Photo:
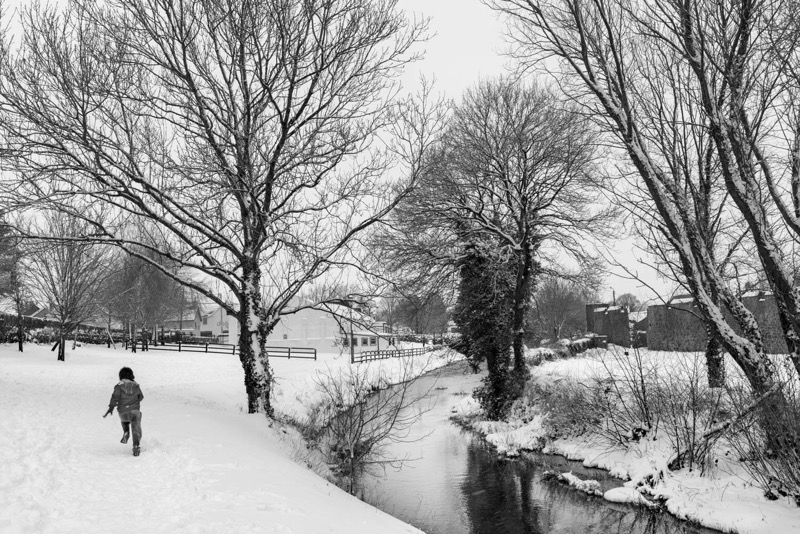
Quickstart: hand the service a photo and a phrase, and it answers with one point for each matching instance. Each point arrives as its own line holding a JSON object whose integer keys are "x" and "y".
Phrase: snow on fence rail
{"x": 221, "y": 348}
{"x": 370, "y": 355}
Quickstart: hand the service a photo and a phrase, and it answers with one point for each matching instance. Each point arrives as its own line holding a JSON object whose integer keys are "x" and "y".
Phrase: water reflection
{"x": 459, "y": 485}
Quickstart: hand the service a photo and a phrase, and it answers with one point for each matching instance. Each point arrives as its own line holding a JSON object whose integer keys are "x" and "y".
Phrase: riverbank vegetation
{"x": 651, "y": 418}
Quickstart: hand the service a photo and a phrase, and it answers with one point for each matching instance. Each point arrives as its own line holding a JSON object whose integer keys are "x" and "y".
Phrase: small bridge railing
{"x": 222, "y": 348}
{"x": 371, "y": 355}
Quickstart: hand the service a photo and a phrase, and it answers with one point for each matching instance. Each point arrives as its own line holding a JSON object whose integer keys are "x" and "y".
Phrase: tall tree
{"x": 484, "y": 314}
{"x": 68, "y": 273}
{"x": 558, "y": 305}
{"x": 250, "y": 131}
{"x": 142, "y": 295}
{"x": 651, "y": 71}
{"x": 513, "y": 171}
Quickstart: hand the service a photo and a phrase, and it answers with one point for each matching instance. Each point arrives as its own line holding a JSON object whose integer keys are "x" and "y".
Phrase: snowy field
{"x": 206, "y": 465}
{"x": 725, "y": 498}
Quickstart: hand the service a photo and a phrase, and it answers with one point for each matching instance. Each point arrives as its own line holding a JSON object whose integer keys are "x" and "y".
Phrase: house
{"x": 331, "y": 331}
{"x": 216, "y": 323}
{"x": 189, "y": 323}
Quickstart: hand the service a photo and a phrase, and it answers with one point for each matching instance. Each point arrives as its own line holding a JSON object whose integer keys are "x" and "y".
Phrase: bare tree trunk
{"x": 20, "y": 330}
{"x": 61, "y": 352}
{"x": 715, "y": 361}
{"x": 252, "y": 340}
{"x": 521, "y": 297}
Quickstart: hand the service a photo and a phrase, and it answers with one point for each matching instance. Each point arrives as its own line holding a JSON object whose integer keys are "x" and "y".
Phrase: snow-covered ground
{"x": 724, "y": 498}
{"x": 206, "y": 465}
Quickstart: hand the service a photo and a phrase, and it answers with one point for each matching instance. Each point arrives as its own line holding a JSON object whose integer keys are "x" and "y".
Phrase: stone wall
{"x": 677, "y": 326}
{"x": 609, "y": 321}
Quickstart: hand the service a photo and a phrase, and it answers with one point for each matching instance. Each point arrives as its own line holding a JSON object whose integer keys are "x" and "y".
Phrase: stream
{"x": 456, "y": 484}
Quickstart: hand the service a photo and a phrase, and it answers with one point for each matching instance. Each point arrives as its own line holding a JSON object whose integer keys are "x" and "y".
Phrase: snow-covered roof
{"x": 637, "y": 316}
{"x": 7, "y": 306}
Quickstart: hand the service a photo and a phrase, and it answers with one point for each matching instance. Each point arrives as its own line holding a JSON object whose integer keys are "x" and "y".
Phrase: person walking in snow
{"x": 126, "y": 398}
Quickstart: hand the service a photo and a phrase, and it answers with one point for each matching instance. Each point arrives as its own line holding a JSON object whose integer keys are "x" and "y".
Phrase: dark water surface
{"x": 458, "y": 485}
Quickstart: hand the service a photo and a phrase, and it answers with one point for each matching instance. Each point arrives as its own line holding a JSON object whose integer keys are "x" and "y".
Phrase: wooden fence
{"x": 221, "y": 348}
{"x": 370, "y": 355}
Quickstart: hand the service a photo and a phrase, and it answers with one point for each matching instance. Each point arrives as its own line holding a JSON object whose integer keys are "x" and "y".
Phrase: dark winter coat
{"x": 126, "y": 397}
...
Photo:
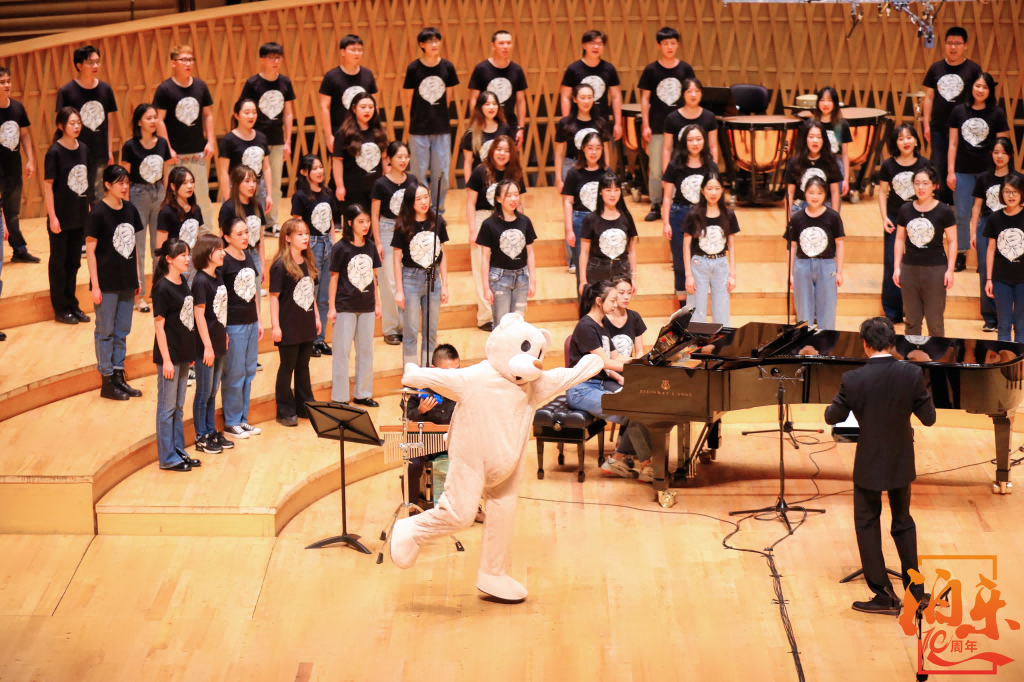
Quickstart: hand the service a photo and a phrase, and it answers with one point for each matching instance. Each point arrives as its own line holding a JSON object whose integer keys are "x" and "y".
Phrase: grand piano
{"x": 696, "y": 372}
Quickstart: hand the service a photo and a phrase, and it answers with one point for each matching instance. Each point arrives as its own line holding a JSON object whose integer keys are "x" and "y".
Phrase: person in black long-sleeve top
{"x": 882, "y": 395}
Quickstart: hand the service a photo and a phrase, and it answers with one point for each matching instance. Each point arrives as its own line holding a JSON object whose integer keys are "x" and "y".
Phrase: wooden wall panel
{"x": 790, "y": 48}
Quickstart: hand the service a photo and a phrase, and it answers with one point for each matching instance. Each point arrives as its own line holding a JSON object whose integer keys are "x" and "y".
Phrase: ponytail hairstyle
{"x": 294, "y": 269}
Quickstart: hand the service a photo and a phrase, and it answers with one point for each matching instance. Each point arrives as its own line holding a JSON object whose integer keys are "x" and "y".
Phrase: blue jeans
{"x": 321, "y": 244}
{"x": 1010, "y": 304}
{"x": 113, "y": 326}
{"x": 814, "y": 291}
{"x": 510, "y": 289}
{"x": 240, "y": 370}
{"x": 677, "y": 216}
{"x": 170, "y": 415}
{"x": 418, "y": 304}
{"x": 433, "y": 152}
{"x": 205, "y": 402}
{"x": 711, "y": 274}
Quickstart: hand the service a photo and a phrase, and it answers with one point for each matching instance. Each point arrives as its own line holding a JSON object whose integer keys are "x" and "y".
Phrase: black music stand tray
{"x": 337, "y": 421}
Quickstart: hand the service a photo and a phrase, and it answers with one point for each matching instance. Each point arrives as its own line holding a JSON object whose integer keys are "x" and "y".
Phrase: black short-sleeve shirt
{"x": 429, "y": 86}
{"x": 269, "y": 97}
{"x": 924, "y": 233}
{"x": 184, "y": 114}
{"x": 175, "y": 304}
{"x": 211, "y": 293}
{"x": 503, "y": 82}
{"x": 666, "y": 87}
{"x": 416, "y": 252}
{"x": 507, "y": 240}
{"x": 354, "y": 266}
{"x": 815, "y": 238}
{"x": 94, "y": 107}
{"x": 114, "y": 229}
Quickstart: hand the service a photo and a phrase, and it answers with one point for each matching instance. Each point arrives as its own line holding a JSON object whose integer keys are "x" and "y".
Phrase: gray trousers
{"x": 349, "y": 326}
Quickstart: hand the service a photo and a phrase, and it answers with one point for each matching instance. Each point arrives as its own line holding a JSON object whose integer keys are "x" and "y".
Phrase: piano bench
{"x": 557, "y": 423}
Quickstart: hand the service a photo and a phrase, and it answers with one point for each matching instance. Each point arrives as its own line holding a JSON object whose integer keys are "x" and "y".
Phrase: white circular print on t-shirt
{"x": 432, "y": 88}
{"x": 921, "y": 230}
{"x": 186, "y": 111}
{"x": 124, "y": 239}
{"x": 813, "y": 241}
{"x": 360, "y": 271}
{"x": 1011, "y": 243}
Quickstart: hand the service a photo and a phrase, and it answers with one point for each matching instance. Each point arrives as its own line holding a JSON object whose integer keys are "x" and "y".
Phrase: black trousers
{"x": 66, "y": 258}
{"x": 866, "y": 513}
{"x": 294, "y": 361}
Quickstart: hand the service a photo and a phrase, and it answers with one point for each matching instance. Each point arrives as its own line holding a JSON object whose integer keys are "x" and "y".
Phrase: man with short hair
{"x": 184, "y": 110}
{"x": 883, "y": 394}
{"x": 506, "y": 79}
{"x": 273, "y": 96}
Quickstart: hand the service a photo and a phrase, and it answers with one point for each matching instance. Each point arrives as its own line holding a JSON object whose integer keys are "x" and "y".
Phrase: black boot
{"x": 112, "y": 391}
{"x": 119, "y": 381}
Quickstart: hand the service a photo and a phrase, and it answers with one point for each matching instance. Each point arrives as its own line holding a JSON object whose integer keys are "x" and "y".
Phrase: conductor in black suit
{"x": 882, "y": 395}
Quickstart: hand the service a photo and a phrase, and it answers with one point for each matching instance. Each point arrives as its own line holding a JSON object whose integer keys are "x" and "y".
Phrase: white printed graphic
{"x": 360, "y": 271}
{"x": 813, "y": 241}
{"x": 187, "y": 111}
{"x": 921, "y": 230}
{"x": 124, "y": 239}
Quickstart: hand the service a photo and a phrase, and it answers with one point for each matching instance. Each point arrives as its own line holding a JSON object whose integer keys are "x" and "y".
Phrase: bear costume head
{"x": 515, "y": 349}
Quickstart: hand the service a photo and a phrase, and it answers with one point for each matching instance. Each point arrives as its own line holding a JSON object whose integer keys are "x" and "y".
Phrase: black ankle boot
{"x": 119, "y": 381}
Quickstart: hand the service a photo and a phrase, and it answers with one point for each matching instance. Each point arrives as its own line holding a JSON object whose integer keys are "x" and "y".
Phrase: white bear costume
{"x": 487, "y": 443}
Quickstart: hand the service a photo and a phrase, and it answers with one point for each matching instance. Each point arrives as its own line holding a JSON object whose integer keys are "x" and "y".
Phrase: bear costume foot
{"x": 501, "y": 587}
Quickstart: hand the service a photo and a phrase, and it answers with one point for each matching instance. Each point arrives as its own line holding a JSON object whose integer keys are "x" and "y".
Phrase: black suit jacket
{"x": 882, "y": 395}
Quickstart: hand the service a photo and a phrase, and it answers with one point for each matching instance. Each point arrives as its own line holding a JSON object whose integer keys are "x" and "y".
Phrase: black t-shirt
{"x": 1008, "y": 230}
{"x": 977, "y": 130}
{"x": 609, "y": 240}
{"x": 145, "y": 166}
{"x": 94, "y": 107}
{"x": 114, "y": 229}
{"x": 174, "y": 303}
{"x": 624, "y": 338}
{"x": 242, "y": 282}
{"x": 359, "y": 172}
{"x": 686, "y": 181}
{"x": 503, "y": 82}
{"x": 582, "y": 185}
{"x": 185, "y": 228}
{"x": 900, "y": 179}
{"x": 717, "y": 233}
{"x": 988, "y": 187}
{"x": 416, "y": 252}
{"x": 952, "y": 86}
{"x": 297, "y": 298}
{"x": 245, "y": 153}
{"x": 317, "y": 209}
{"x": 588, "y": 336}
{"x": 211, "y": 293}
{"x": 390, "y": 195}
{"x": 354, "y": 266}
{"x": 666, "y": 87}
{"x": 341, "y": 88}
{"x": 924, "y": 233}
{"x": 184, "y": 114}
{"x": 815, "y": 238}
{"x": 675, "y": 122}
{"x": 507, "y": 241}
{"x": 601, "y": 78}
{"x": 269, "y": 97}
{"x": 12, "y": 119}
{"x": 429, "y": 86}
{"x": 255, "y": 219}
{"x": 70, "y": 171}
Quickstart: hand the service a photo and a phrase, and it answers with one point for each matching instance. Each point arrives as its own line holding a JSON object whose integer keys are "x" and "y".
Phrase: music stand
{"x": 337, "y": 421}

### WHAT YOU WILL DO
Pull out every line of the material above that contains the word "wooden", matching case exactly.

### THE COMPLETED TASK
Phrase: wooden fence
Phrase: wooden wall panel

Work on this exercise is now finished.